MATERIAL TO PROCESS: Begin

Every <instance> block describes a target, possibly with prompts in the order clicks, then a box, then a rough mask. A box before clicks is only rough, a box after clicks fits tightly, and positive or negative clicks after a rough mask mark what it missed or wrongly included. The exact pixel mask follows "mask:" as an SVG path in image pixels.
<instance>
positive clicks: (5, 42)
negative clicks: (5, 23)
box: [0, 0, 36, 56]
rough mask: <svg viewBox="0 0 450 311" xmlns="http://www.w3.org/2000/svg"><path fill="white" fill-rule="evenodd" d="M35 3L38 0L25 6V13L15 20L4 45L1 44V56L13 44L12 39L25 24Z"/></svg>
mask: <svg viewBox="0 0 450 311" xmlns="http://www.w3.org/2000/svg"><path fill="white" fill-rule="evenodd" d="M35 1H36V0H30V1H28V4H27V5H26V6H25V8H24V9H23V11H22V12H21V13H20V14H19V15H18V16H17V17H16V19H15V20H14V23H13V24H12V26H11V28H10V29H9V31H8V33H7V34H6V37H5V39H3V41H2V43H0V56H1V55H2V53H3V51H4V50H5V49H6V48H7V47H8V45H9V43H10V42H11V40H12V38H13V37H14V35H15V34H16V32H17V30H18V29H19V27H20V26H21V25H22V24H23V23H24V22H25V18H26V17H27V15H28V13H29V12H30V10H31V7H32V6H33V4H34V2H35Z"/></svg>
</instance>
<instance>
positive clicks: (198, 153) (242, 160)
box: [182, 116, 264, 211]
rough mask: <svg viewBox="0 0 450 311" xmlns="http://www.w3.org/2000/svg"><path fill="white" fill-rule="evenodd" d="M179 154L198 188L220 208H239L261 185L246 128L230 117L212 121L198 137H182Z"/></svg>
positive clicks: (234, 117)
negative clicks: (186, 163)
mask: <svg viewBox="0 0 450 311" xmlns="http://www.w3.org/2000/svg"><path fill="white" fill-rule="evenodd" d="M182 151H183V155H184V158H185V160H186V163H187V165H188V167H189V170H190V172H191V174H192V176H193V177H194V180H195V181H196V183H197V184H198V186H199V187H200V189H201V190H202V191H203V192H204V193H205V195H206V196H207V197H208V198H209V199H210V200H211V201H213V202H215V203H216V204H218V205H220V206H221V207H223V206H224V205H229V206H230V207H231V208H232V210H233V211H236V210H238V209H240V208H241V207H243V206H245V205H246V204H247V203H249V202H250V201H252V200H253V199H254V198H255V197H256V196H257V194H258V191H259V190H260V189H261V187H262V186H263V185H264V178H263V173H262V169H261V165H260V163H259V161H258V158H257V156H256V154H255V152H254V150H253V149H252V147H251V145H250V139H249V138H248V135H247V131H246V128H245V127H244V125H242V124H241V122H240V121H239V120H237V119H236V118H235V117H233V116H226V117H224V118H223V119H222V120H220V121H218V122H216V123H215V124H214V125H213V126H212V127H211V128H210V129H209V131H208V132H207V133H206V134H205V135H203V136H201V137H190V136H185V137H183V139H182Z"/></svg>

MATERIAL TO PROCESS: End

● YOUR INSTRUCTIONS
In your answer, include only the lines above starting at the line that holds "positive clicks: (198, 153) (242, 160)" and ending at the line that holds "positive clicks: (234, 117)", copied exactly.

● WRITTEN SOLUTION
positive clicks: (198, 153) (242, 160)
box: [182, 116, 264, 211]
rough mask: <svg viewBox="0 0 450 311" xmlns="http://www.w3.org/2000/svg"><path fill="white" fill-rule="evenodd" d="M179 154L198 188L220 208H239L261 185L246 128L230 117L212 121L198 137H182Z"/></svg>
positive clicks: (234, 117)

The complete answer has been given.